— Start STORED DATA —
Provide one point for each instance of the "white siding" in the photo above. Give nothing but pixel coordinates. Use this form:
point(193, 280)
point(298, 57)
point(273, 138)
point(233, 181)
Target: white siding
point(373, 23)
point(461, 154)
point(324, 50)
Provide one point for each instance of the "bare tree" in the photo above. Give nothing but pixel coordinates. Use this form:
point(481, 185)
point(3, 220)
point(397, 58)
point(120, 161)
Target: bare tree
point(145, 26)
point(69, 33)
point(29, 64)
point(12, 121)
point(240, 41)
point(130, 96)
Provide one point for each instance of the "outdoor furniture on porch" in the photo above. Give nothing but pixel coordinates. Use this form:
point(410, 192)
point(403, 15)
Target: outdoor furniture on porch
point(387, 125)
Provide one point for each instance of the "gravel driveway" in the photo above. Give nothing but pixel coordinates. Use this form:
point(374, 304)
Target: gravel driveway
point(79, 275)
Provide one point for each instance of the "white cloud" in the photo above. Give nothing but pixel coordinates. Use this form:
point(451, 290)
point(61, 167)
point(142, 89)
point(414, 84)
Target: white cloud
— End STORED DATA —
WHAT IS REQUIRED
Reproduce all of the entries above verbatim, line for line.

EXERCISE OUTPUT
Provide one point for each instance of the "white siding" in the photo above. Give nothing but pixel coordinates. Use this form:
point(193, 280)
point(298, 57)
point(273, 138)
point(233, 181)
Target: white siding
point(373, 23)
point(461, 154)
point(324, 50)
Provide one point for each instance of the "bare tree" in the photo above. Give nothing but pixel coordinates. Use this form:
point(481, 185)
point(3, 220)
point(397, 58)
point(120, 161)
Target: bare tree
point(145, 26)
point(69, 33)
point(29, 64)
point(12, 121)
point(240, 41)
point(130, 96)
Provide one point for each instance of the "outdoor furniture on porch" in the photo above. Give nothing but pixel coordinates. Use this form:
point(410, 192)
point(403, 15)
Target: outdoor furniture on porch
point(387, 125)
Provide one point for each instance of the "gravel driveway" in the photo above. Give nothing but pixel coordinates. Use this form:
point(374, 304)
Target: gravel driveway
point(79, 275)
Provide one point for each instance of the "white cloud" in the photo above. Give nothing but pixel coordinates. Use this form:
point(451, 290)
point(61, 167)
point(142, 89)
point(414, 84)
Target: white cloud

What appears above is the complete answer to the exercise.